**Your instructions:** Output the following lines exactly as they appear, covering every record.

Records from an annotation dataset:

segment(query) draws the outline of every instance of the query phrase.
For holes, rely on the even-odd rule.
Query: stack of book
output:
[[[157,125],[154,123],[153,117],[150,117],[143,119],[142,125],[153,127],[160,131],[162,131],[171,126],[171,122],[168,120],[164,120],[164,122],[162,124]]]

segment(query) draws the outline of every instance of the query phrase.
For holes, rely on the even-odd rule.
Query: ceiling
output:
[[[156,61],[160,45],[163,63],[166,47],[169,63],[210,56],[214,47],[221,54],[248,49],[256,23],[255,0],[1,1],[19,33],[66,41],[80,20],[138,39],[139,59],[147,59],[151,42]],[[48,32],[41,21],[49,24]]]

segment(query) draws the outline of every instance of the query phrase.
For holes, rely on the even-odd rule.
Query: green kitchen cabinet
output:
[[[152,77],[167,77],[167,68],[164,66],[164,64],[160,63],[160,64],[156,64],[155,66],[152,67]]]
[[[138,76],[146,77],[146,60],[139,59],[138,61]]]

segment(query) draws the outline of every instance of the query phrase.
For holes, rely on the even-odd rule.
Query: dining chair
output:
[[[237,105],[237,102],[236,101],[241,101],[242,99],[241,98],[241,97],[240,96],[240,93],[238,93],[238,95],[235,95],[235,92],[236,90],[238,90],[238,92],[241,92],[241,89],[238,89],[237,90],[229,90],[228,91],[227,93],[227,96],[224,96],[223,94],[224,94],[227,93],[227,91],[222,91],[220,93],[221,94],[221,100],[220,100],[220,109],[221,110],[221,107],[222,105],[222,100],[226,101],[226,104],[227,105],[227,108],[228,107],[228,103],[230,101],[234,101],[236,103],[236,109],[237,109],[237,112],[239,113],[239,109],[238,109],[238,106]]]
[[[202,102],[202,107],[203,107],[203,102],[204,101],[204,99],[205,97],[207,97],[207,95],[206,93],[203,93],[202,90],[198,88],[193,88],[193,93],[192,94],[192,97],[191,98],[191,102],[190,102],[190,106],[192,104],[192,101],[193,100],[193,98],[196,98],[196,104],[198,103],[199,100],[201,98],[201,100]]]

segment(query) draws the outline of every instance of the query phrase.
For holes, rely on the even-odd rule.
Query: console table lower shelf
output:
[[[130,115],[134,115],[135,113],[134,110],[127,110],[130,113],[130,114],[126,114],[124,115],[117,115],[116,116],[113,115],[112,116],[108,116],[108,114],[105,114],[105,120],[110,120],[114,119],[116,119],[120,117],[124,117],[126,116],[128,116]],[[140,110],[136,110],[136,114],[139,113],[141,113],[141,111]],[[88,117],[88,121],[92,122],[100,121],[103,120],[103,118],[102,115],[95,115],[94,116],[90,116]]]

**The response:**
segment(query) draws the outline of every instance of the query phrase.
For holes, rely on the even-odd rule.
Query: stack of book
output:
[[[157,125],[154,123],[153,117],[150,117],[143,119],[142,125],[153,127],[160,131],[162,131],[171,126],[171,122],[168,120],[164,120],[164,122],[162,124]]]

segment(query) draws the outline of every instance of the query phrase.
For holes, rely on the even-odd rule.
Query: ceiling
output:
[[[156,61],[160,45],[163,63],[166,47],[169,63],[210,56],[214,47],[221,54],[248,49],[256,23],[255,0],[1,1],[19,33],[66,41],[80,20],[138,39],[139,59],[147,59],[151,42]],[[48,32],[41,21],[49,24]]]

segment(query) draws the outline of every instance of the query phrase.
For holes, rely on the even-odd rule.
Query: green kitchen cabinet
output:
[[[152,77],[167,77],[167,68],[164,66],[164,64],[160,63],[160,64],[156,64],[155,66],[152,67]]]
[[[138,76],[146,77],[146,60],[139,59],[138,61]]]

segment(query) draws the outline of every instance of the query phrase.
For holes, rely on the even-odd rule.
Query: dining chair
output:
[[[237,105],[237,102],[236,101],[241,101],[242,99],[241,98],[241,97],[240,96],[240,93],[238,93],[238,95],[235,95],[235,92],[236,90],[238,90],[238,92],[241,92],[241,89],[238,89],[237,90],[229,90],[228,91],[227,93],[227,96],[224,96],[223,94],[224,94],[227,93],[227,91],[222,91],[220,93],[221,94],[221,100],[220,100],[220,109],[221,110],[221,107],[222,105],[222,100],[226,101],[226,104],[227,105],[227,108],[228,107],[228,103],[230,101],[234,101],[236,103],[236,109],[237,109],[237,112],[239,113],[239,109],[238,109],[238,106]]]
[[[202,102],[202,107],[203,107],[203,102],[204,101],[204,99],[205,97],[207,97],[207,95],[206,93],[203,93],[202,90],[198,88],[193,88],[193,93],[192,94],[192,97],[191,98],[191,102],[190,102],[190,106],[192,104],[192,101],[193,100],[193,98],[196,98],[196,104],[198,103],[199,100],[201,98],[201,100]]]

segment(query) draws the outline of every instance of the query phrase.
For holes, rely on the even-odd rule.
Query: console table lower shelf
output:
[[[130,115],[134,115],[135,113],[134,110],[127,110],[130,113],[130,114],[126,114],[124,115],[117,115],[116,116],[113,115],[112,116],[108,116],[108,114],[105,114],[105,120],[110,120],[114,119],[116,119],[120,117],[124,117],[126,116],[128,116]],[[140,110],[136,110],[136,114],[139,113],[141,113],[141,111]],[[88,117],[88,121],[92,122],[100,121],[103,120],[103,118],[102,115],[95,115],[94,116],[90,116]]]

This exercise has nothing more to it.